### SELECTION
▽

- Awarded for: Excellence in cinematic achievements
- Country: India
- Presented by: The Times of India
- First award: 6 April 2013
- Website: timesofindia.indiatimes.com/toifa

Television/radio coverage
- Network: Sony Entertainment Television (India) (2013-present)

= Times of India Film Awards =

Film award

The Times of India Film Awards (also known as TOIFA Awards) are presented by The Times of India to honour both the artistic and technical excellence of professionals in the Hindi language film industry of India. The awards were first introduced in 2013. The second edition of the award was held at Dubai on 18 March 2016.

△

### DATA EXCERPTS
▽

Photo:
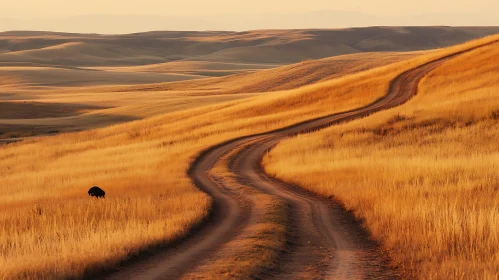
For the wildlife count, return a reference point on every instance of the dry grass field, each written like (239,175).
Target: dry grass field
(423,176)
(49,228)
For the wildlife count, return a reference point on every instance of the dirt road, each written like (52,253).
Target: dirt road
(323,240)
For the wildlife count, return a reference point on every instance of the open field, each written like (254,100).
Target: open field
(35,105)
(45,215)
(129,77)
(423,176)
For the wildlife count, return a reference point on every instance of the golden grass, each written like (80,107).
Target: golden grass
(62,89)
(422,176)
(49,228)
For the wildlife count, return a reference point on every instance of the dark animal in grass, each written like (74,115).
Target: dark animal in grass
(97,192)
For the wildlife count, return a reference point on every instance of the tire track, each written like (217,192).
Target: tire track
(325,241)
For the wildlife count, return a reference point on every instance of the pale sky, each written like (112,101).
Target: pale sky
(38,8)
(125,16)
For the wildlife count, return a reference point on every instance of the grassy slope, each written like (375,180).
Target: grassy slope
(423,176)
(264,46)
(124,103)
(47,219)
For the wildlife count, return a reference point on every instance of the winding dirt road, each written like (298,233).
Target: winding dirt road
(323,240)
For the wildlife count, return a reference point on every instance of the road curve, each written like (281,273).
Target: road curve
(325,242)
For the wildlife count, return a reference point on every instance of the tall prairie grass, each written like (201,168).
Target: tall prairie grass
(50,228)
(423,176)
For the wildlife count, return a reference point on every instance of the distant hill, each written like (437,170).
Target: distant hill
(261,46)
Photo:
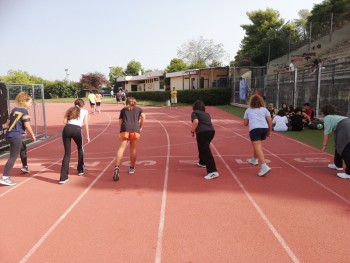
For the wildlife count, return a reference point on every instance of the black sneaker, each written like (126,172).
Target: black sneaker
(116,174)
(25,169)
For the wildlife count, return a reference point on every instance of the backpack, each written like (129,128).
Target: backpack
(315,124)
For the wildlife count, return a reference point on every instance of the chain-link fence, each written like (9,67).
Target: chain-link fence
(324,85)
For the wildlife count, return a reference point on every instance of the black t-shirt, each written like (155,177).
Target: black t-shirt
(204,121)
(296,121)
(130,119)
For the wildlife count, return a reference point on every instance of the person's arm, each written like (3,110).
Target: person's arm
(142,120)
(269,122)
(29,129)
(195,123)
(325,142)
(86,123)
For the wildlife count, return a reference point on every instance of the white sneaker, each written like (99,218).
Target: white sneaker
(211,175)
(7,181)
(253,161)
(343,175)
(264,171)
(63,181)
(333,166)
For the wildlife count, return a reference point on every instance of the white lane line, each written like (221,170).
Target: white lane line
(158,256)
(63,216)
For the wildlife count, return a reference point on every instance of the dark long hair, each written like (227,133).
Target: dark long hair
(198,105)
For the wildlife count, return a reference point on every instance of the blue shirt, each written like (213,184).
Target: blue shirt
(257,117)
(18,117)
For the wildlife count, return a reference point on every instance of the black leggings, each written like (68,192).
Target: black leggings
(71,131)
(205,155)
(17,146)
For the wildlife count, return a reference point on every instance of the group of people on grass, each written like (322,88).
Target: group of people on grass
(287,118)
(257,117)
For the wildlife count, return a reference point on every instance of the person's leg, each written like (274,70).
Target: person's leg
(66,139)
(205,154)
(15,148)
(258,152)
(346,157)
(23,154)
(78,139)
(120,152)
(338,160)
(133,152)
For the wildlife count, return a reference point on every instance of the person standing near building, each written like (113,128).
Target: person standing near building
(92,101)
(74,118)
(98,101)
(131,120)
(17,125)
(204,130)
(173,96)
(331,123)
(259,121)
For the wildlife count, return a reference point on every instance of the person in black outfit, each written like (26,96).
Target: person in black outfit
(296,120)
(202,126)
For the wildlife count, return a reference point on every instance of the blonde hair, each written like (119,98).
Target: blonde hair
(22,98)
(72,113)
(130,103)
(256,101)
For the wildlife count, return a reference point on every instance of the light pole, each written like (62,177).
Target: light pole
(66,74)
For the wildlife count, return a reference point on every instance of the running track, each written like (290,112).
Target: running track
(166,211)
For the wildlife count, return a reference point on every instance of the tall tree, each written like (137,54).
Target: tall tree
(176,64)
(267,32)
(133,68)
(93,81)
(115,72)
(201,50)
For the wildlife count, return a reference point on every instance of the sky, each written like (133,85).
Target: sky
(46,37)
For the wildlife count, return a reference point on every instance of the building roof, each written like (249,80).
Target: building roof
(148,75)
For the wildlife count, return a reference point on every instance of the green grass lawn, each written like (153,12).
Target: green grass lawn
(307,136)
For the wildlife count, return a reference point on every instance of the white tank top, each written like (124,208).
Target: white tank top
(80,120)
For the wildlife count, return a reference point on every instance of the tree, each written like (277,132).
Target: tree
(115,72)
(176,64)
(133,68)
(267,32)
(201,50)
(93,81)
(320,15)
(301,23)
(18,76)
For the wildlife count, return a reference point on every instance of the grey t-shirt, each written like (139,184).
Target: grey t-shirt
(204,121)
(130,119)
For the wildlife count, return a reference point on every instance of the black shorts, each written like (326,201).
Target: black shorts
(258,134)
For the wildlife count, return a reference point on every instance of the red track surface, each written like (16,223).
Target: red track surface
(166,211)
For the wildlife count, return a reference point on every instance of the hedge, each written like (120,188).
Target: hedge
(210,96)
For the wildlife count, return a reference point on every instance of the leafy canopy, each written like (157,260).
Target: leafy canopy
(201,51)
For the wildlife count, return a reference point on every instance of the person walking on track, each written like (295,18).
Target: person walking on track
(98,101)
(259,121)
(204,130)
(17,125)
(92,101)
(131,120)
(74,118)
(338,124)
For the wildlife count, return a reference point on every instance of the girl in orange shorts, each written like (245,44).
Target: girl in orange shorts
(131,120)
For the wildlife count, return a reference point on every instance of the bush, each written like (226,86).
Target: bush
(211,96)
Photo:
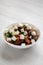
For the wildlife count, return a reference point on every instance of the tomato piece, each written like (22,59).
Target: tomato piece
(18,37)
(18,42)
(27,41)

△

### DIRECTIVE 1
The Times of India Film Awards page opens with a list of lines that each begin with a dash and a label followed by a colon. List every one of those labels.
### DIRECTIVE 2
Copy the entries from the line with "written like (139,184)." up to and including the last line of the entries. Omit the pictures.

### FINAL ANSWER 1
Awarded for, Country, Presented by, First award, Website, Network

### FINAL ANSWER 2
For the wildlife count, return a reference point on every instance of the grey t-shirt, each written like (139,184).
Target: grey t-shirt
(204,121)
(130,119)
For the wildlife count, return a reference point on every instance of the black shorts, each written like (326,201).
Target: black shorts
(258,134)
For the wildlife count, return a reference point on every instance of the red track surface, each written like (16,223).
Target: red track surface
(166,211)
For the wildlife count, return a reference point on every instance of the hedge, each written like (120,188).
Target: hedge
(210,96)
For the wildlife count, return a reference point on every instance of the leafy canopy, each written like (157,260).
Target: leafy canopy
(201,51)
For the wildlife count, return a reference point on every instance of the person walking on track, each written like (295,18).
Target: person walking on track
(98,101)
(259,121)
(204,130)
(17,125)
(92,101)
(131,120)
(74,118)
(338,124)
For the wildlife count, return a reference point on every instance of the girl in orange shorts, each written like (245,44).
Target: girl in orange shorts
(131,120)
For the wildlife count, return a reference point on every instance of the bush, each written like (226,86).
Target: bush
(211,96)
Photo:
For the wildlife count, return a reference point on every instance of the tomato piece, each written like (22,59).
Target: tomato piece
(18,37)
(18,42)
(27,41)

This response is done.